**** RECORDED INFORMATION
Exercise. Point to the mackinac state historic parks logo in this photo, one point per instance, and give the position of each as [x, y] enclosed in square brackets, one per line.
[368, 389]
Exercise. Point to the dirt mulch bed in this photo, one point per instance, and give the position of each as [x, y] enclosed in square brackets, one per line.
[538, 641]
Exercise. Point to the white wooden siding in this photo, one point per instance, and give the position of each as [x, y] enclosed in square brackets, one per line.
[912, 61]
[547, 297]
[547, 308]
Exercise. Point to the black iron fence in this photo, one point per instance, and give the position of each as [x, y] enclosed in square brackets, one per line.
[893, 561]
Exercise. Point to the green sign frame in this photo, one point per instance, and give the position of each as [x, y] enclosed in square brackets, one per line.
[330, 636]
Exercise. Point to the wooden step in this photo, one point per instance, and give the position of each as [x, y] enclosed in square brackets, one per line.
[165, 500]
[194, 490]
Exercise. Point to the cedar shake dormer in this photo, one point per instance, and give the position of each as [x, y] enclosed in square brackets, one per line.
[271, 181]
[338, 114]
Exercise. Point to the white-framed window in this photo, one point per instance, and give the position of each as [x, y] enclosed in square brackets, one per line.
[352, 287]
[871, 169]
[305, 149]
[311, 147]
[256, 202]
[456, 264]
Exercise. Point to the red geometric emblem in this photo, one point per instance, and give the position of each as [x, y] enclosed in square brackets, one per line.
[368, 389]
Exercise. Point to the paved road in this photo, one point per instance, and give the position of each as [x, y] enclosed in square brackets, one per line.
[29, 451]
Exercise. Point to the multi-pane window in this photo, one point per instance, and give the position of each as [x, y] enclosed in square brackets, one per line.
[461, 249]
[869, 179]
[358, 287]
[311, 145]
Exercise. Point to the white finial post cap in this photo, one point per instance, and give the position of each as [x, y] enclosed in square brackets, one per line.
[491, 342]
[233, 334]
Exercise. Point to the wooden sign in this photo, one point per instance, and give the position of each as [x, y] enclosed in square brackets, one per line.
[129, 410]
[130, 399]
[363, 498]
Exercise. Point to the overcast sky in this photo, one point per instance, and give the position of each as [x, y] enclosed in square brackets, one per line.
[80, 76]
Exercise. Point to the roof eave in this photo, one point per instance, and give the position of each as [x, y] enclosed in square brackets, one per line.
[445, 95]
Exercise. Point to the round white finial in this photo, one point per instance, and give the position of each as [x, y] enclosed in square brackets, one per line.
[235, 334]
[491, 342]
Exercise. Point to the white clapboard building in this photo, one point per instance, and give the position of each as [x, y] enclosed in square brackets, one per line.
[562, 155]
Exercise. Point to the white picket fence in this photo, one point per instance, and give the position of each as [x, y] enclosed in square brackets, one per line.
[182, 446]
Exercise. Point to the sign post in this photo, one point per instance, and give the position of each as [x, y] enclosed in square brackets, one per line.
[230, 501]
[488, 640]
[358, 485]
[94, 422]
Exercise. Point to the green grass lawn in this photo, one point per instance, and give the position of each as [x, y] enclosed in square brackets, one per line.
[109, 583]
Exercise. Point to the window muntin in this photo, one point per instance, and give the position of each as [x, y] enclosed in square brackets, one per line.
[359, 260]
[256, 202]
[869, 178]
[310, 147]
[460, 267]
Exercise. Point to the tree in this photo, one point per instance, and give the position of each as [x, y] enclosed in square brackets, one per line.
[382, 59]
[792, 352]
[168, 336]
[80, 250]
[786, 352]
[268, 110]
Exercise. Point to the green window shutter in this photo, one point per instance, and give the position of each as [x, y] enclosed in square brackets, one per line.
********
**EXERCISE GOAL**.
Output each record precisely as given.

**FULL RESPONSE**.
Exercise. Point to the mackinac state historic parks logo in this photo, one point per instance, and give the position of each as [x, y] enclosed in square brackets, one per line.
[368, 389]
Exercise. Point to the dirt mulch bed in this photo, one point per instance, and give the position of each as [x, y] enclosed in square brackets, one per line.
[538, 641]
Exercise. Point to the white wooden siding in this photo, one point per instance, and give the position of each as [x, y] enclosed in square brackets, one per line.
[912, 61]
[547, 297]
[547, 308]
Exercise. Point to the black iron fence in this photo, one point per instance, and give the position of each as [x, y] enclosed in square brackets, one per line.
[893, 561]
Exercise. Point to the green sign frame in this photo, one point per instance, and give the position of each as [x, y] enclosed in square brackets, one per line.
[330, 636]
Exercise. Point to the wooden step in this photo, one point per instance, and give the position of each as [x, y] enclosed in square brackets, one per line.
[165, 500]
[194, 490]
Exercise. Point to the cedar shake dormer in this photo, one point per instance, and give the position of each as [x, y] enclosed in square brackets, one per line.
[271, 181]
[338, 114]
Exercise. Point to the white-framed window in this photo, one point per instance, and give the position of each as [x, y] enclosed in square brackets, one per line.
[352, 287]
[871, 169]
[305, 149]
[311, 147]
[256, 202]
[456, 264]
Exercise. Point to the red geometric emblem in this photo, one point per instance, and give the position of each as [x, y] enclosed in square brackets, one per line.
[368, 389]
Exercise. Point to the paved road in this photo, one point per instance, and give the position of each as [x, y] enclosed in square brackets, one per line.
[29, 451]
Exercise. Point to the multi-pane window in this photo, one point per instance, and give the position of each as [x, y] enclosed in square brackets, one per line.
[461, 249]
[869, 179]
[358, 287]
[311, 145]
Exercise. Point to the white finial post cap in this photo, one point per instance, and give the position of each as [x, y] enclosed in square brackets, one per line.
[491, 342]
[233, 334]
Exercise. Point to the wooden sign in this photo, one point per instance, and give the position of each as [x, y] enclosed in square brackets, one per line.
[129, 410]
[130, 399]
[363, 498]
Exercise. Point to the overcast sky in this photo, one point per instance, and give the position of each as [x, y] enclosed in square brackets, one per line.
[80, 76]
Exercise. Point to the roof eave in this photo, one point per instance, and give the position of each as [x, y] enclosed in square brackets, one per line.
[445, 95]
Exercise. Point to the round white finial in this photo, one point per instance, and give the position of each as [x, y] enclosed in square brackets, one per line.
[235, 334]
[491, 342]
Exercise. Point to the white clapboard building in this photo, one point per instance, and give the position of each as [x, y] enclosed in square brackets, one per line.
[562, 155]
Exercise. Point to the white picket fence in this photo, one point per instance, and give the position of each as [x, y] enclosed in square brackets, one per line.
[182, 446]
Exercise. Point to the sign post in this photo, one point per instance, and give the position of each as [x, y] enclosed in square brackets, one per line.
[230, 501]
[488, 640]
[358, 485]
[94, 422]
Exercise. Point to the green grass lawn in this photo, one point per instance, and give the position of each as [x, y] enclosed in square brackets, one per line.
[109, 583]
Exercise. Point to the window muntin in this photo, one point per instance, and give the position of each as [x, y] enclosed in square brackets, one per line.
[359, 260]
[256, 202]
[869, 178]
[310, 147]
[460, 267]
Exercise. Point to the tree in this photo, one point per instance, and give the position of each as [x, y] enclosed in square brackets, one per line.
[382, 59]
[792, 352]
[168, 336]
[80, 250]
[786, 352]
[268, 110]
Exercise. Point to the green window shutter in this photo, one point per instance, and give the position of each as [x, y] enclosed in square brackets, one per line.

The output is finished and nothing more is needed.